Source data
────────

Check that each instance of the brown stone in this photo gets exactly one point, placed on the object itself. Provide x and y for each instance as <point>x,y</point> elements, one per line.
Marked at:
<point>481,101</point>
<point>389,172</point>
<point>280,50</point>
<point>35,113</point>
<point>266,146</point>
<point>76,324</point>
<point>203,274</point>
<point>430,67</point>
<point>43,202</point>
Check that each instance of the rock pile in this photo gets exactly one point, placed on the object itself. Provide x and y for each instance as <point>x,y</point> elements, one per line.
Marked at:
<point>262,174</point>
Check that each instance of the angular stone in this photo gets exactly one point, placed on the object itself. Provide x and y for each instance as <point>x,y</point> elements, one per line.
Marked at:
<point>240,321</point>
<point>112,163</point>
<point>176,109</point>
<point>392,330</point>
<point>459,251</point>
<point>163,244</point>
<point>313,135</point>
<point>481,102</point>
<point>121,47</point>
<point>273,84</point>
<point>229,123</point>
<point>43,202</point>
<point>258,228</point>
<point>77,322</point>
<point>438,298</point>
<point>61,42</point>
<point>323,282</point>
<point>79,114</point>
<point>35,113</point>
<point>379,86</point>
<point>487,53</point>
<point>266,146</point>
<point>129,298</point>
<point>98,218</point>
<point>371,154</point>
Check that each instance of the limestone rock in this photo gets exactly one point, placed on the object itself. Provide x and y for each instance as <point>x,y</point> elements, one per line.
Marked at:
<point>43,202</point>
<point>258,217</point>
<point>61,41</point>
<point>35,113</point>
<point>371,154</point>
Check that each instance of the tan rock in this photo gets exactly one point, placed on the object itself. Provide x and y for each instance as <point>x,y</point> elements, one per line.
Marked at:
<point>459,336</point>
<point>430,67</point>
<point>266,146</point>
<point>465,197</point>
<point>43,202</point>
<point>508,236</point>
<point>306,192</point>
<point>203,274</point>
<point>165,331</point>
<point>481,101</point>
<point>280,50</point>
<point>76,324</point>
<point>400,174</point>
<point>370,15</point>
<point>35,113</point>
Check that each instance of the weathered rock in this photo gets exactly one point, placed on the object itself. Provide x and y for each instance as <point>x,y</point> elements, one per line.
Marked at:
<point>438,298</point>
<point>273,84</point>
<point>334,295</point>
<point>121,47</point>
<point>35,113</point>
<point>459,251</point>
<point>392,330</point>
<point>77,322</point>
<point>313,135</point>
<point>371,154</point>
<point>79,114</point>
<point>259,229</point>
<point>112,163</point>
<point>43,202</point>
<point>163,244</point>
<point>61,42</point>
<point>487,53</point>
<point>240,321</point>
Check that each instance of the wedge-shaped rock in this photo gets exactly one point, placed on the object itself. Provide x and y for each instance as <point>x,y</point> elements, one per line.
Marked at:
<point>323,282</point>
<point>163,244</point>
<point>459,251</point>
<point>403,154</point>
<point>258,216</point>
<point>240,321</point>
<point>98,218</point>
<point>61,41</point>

────────

Exercise requirements:
The line with "Check that each instance of the angular" marks the end; reproduce exactly every line from the start of the entries up to it, that line included.

Expected output:
Check that each instance of the brown stone in this photo gets exactly one point, placed on the object itself. Provide x and y for each instance as <point>x,y</point> elements, one per line.
Marked at:
<point>481,101</point>
<point>389,172</point>
<point>280,50</point>
<point>35,113</point>
<point>266,146</point>
<point>76,324</point>
<point>203,274</point>
<point>430,67</point>
<point>43,202</point>
Check that each instance of the rock pile in this photo gets exactly one point, placed on the object itself. Provide x and y for each instance as <point>x,y</point> elements, one per line.
Marked at:
<point>262,174</point>
Check that each instance of the angular stone in this photo gets exactly one point, placed on the object itself. Provide x and y for each instance as <point>x,y</point> elements, one per line.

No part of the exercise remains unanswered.